— Instruction —
How many lines in the entries below contain the string "breast"? Reply with the count alone.

--- START OF Material shown ---

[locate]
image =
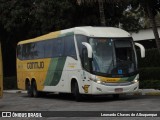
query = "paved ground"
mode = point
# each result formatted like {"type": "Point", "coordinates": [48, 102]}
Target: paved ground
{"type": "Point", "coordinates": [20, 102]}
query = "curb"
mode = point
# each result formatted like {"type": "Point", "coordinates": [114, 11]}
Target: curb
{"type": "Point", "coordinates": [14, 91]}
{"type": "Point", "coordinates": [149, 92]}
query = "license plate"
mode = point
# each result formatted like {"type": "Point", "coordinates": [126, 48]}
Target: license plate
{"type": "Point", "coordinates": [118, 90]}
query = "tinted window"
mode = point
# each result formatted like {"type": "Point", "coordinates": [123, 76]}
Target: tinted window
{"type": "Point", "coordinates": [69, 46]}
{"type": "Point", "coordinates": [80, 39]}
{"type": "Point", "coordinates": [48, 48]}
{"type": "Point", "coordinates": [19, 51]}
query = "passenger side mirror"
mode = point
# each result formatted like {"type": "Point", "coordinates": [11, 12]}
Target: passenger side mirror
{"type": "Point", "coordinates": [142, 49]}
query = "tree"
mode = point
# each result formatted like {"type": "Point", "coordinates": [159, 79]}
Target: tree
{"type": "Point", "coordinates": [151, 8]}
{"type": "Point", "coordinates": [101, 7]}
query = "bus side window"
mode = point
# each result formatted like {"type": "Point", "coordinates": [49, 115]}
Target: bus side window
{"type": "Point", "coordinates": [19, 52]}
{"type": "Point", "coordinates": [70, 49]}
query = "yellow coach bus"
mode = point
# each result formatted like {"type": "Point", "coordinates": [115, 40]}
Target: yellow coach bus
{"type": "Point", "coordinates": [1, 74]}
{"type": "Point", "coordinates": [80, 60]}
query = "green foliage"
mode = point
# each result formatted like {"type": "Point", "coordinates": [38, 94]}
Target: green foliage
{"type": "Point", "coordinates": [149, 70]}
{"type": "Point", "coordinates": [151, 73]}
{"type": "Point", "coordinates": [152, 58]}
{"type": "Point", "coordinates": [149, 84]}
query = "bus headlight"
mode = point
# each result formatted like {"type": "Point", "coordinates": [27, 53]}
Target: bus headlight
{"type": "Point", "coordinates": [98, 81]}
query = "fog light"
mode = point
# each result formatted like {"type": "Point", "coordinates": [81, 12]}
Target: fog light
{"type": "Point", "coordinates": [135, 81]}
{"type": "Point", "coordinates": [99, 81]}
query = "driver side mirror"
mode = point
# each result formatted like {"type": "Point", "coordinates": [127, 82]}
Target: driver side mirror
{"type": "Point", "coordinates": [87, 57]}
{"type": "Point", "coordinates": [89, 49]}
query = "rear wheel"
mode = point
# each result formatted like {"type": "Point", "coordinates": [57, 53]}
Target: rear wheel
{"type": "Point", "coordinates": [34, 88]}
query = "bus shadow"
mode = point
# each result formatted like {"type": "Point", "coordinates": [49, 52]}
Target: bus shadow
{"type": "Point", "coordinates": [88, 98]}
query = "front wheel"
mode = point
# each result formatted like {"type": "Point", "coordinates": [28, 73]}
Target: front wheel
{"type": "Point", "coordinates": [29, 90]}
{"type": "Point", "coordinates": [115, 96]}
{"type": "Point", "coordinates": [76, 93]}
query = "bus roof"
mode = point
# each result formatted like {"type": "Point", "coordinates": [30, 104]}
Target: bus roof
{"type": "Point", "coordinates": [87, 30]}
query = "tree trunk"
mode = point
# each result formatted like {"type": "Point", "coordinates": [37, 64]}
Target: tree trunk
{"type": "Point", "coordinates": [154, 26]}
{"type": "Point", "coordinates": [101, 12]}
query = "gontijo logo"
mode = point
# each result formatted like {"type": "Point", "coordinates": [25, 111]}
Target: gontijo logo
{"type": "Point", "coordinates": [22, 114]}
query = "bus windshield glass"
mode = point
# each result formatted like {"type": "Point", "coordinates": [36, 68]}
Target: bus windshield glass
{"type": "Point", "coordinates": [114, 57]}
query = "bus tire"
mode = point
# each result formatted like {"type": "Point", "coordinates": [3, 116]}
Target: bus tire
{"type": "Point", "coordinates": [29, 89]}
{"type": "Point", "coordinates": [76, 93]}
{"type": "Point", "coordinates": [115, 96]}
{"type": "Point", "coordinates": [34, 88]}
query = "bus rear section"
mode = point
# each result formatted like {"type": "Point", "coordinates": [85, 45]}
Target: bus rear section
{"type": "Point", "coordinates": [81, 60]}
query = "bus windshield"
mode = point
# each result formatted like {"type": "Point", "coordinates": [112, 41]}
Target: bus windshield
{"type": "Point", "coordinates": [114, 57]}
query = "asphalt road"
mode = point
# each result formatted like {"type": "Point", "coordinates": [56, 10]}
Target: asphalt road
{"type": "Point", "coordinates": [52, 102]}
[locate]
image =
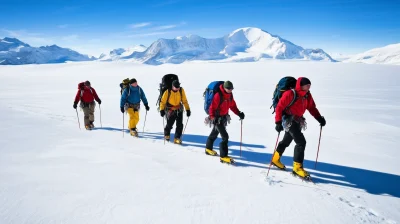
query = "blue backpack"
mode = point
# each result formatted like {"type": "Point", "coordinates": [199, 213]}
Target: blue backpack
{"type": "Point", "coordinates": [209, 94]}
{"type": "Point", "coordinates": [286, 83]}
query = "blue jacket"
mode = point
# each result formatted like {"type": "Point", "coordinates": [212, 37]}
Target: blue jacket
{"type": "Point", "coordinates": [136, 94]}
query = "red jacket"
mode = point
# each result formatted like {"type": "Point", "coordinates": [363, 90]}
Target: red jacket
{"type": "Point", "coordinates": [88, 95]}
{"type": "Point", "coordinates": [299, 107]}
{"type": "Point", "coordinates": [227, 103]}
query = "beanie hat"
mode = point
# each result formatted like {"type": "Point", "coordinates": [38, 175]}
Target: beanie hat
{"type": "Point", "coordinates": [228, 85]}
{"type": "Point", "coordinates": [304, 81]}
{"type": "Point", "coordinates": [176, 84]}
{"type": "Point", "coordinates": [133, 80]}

--- END OF Material shown ---
--- START OF Material shown ---

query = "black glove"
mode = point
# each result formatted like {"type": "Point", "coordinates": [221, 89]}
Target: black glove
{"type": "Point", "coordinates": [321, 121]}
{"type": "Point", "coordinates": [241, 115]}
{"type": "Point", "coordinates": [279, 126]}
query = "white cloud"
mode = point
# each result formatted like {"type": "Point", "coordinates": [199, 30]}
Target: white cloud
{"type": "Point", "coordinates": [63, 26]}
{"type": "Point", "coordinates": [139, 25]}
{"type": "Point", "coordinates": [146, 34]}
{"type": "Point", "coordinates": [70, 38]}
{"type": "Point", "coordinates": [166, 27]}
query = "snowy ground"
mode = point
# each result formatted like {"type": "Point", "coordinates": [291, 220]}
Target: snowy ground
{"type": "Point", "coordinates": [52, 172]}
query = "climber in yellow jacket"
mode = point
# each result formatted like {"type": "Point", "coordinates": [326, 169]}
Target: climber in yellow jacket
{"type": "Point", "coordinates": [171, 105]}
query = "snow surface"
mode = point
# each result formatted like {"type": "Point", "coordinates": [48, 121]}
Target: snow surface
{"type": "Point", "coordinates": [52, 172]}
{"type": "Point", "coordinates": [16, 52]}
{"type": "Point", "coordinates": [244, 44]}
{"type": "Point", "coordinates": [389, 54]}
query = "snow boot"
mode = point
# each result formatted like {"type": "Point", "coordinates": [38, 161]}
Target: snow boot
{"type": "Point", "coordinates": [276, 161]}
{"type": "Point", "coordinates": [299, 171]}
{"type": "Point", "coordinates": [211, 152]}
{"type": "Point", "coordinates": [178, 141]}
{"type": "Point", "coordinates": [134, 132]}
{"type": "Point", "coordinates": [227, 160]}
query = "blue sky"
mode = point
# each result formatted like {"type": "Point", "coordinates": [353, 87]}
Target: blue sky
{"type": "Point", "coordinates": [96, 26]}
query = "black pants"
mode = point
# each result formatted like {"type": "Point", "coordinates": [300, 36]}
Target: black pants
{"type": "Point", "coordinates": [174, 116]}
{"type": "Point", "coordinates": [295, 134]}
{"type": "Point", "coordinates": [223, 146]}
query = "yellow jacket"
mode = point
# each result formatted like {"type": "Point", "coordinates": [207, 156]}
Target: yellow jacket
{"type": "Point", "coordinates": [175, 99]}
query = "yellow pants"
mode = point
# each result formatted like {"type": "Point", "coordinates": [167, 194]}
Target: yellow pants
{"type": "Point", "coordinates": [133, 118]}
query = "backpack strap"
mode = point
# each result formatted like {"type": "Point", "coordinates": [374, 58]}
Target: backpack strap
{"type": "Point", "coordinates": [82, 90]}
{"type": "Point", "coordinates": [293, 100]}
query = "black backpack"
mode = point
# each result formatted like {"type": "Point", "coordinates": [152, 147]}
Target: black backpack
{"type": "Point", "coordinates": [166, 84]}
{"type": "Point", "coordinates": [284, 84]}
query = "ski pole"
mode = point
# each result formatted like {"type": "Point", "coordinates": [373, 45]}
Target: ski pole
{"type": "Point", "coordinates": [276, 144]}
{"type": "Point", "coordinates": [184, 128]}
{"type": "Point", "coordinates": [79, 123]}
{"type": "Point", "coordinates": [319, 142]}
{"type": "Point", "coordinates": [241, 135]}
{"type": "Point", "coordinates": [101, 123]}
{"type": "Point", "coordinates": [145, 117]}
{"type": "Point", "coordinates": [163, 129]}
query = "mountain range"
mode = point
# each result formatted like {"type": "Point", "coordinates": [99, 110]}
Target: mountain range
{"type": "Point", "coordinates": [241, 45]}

--- END OF Material shown ---
--- START OF Material shown ---

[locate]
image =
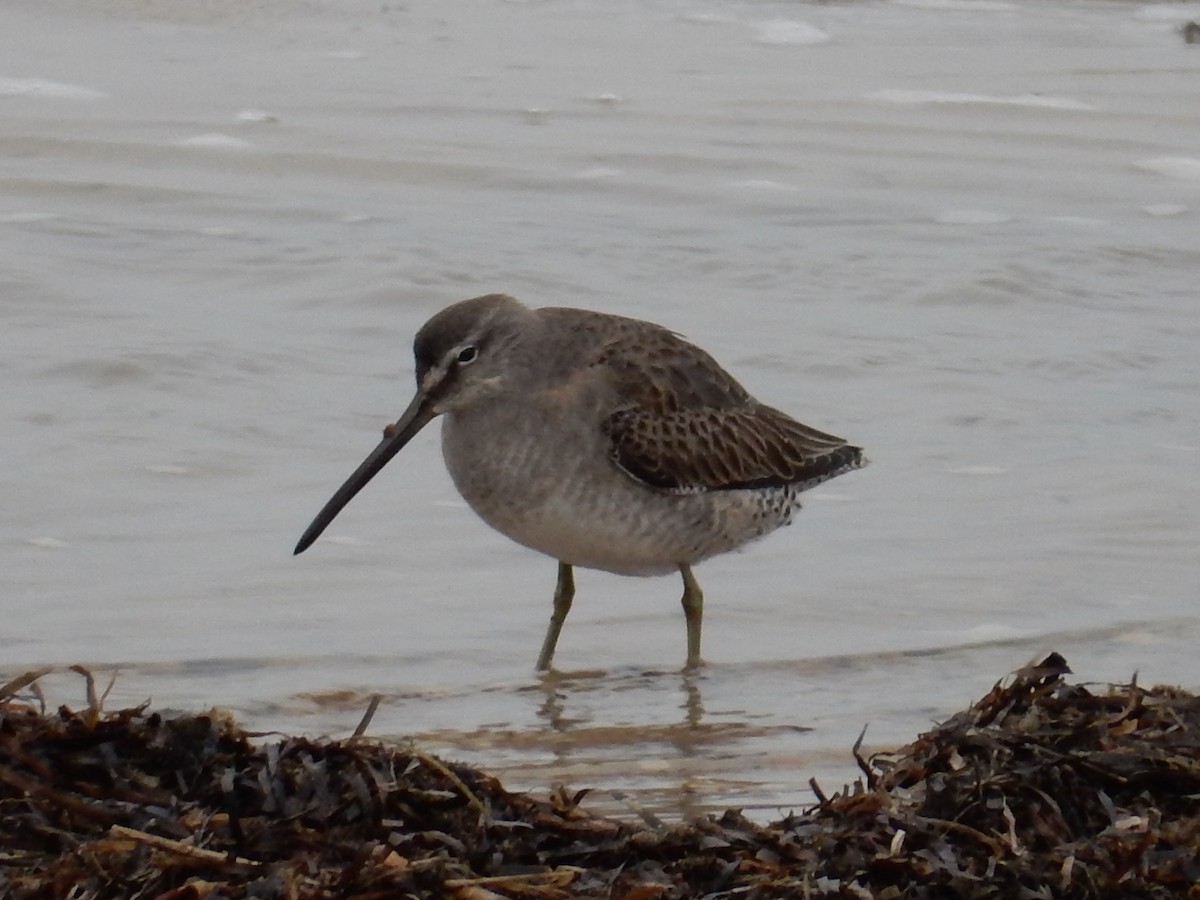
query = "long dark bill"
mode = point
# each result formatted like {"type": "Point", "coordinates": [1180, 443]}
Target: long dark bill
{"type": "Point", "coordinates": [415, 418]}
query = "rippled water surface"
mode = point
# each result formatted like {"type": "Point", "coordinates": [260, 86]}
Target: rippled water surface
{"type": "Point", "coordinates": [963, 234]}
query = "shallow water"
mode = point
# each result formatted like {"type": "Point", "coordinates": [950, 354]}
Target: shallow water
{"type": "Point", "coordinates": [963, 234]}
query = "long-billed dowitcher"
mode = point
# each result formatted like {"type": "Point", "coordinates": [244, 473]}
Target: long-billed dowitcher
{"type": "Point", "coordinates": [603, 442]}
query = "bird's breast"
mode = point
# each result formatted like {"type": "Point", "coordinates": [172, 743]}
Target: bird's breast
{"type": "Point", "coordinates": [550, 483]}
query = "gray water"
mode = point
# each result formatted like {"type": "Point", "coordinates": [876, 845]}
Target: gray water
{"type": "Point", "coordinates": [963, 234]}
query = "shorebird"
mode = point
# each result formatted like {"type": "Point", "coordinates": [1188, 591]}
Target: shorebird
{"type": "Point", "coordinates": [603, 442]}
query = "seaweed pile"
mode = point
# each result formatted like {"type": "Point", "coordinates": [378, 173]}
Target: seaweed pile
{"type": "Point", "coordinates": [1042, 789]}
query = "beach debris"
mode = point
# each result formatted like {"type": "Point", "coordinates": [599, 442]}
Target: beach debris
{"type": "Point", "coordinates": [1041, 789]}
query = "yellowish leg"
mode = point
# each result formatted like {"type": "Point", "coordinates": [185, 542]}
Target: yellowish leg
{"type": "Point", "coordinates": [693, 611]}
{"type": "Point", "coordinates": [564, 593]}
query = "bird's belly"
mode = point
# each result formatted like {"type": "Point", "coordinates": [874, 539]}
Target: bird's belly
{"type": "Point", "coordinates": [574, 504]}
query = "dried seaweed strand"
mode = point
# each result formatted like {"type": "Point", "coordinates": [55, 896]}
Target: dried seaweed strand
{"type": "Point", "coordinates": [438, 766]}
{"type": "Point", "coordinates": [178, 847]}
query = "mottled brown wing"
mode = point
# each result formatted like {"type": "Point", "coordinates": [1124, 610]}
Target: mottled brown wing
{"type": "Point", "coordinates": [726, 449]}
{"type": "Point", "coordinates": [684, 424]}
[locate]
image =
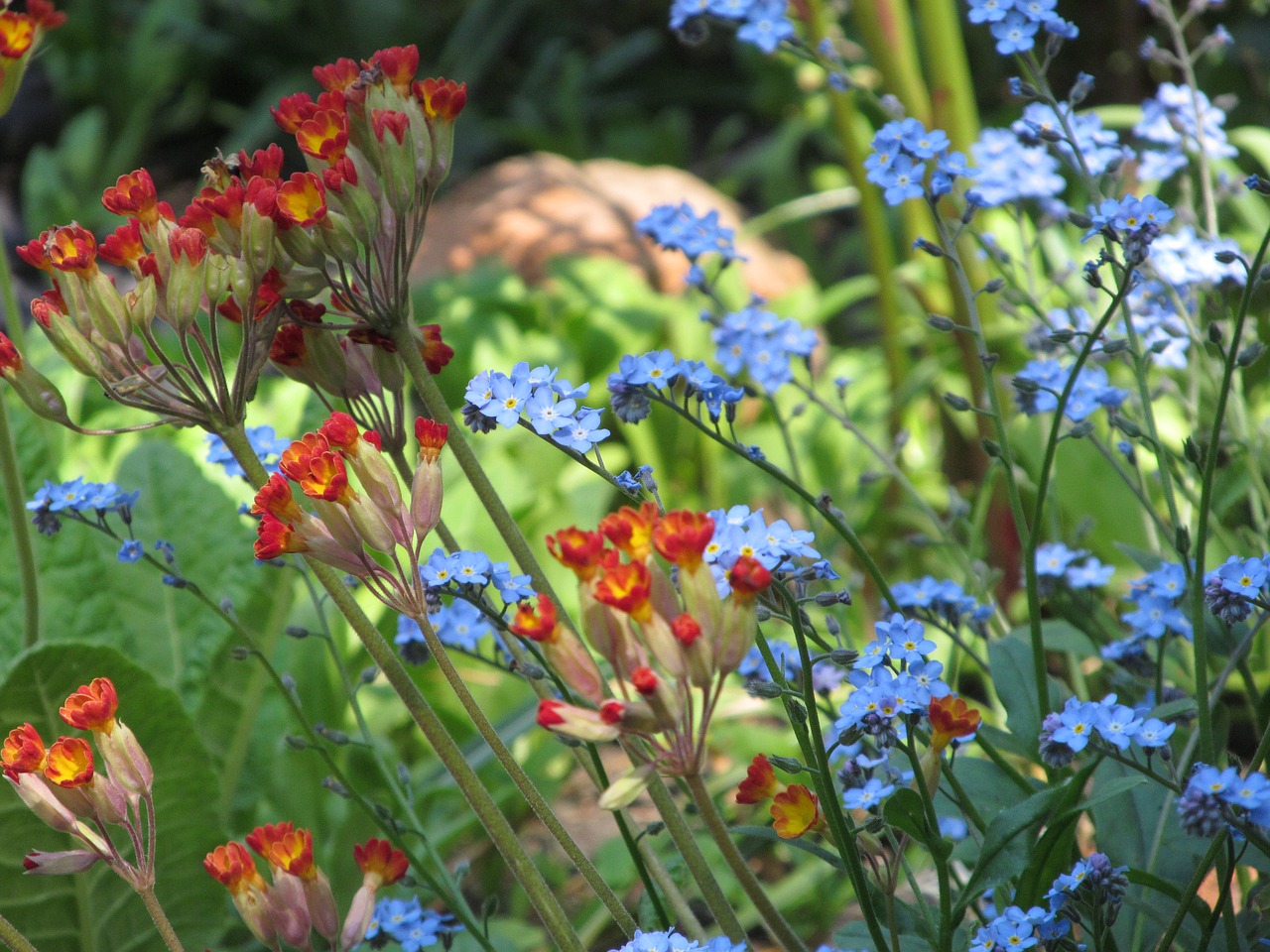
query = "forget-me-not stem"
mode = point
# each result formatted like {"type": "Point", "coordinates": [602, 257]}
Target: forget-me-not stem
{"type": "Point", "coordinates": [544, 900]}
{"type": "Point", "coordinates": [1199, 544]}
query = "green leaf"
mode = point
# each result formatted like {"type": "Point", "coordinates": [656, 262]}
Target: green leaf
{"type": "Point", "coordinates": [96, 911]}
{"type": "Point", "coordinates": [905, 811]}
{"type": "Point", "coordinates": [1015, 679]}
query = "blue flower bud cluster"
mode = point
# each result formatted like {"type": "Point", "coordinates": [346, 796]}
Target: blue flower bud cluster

--- END OF Material shown ---

— Result of this task —
2